## REQUIRED TASK 1
In the project readme below, what AMD penalty is reported for the input3.txt test case?

## TEXT SECTION
— BEGIN —

A project for the Advanced Algorithms and Complexity done by Walid, AbdulRahman, Saria, and Noor
To run the project you can simply add the folder to your IDE, navigate to the /src folder, and run the Main.java file.
To run the project from the terminal however you can navigate to the /src folder and run
javac Main.java
java Main.class
In order to change the text cases between the 3 files we were provided simply navigate to line number 18
File sequencesFile = new File(System.getProperty("user.dir") + "/input2.txt");
and swap out the input2.txt for input1.txt (shortest sequence), or input2.txt (longest sequence)
For each of the test cases we have an output the minimum penalty and the elapsed time it took to compute that penalty.
input1.txt test case:
AMD Penalty: 6
Elapsed Time: 0 ms
input2.txt test case:
AMD Penalty: 758
Elapsed Time: 67 ms
input3.txt test case:
AMD Penalty: 160
Elapsed Time: 1060 ms
Greedy: We tried to find a greedy solution, however for all the heuristics we came up with, some local optimums are not necessarily a part of the optimal solution, therefore this approach will not work.

— END —

## REQUIRED TASK 2
From the rows below, collect every line that contains the string "stalk".

## SUPPLIED ENTRIES
— BEGIN —

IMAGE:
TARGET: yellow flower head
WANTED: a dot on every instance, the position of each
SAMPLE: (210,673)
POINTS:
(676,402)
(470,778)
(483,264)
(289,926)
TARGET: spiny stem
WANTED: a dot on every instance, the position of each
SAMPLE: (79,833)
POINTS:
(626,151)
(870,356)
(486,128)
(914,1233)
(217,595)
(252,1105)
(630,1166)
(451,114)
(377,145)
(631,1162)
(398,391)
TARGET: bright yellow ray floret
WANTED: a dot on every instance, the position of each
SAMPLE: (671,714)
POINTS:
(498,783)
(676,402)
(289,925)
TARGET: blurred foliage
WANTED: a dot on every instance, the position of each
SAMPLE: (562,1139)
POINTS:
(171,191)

— END —
— BEGIN —

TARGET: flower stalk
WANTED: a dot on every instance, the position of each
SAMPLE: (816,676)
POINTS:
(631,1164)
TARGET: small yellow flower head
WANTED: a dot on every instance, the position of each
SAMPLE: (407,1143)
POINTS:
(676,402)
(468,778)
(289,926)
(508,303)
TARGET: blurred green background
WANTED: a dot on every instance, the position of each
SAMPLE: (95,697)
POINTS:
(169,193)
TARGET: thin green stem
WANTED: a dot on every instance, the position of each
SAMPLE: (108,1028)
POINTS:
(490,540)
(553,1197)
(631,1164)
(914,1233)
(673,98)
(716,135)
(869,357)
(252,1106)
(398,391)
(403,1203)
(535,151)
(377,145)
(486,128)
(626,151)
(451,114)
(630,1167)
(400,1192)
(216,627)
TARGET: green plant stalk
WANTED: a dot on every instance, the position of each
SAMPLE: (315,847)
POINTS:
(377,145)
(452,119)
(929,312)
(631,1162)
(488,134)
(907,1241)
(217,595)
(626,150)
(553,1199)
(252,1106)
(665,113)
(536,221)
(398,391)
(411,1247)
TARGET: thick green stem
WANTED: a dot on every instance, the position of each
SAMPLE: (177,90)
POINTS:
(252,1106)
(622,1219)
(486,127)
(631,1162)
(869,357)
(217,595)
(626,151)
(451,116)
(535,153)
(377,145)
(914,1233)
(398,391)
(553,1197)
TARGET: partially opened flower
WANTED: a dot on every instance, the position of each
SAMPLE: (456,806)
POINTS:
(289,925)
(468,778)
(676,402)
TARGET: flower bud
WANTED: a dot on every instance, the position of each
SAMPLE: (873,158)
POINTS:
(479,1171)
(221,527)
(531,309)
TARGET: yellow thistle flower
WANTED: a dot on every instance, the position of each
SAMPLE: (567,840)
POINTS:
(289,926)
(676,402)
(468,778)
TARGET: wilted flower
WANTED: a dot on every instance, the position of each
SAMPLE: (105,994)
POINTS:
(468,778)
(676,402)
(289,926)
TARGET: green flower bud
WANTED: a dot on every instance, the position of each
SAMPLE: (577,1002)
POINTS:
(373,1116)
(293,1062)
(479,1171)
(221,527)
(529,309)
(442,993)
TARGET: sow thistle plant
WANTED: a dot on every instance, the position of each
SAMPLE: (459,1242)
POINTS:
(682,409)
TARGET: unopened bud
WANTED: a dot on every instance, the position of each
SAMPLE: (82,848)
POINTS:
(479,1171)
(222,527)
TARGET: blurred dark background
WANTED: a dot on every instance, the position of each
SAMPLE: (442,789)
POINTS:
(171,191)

— END —

## TASK RESPONSE 1
160

## TASK RESPONSE 2
TARGET: flower stalk
TARGET: green plant stalk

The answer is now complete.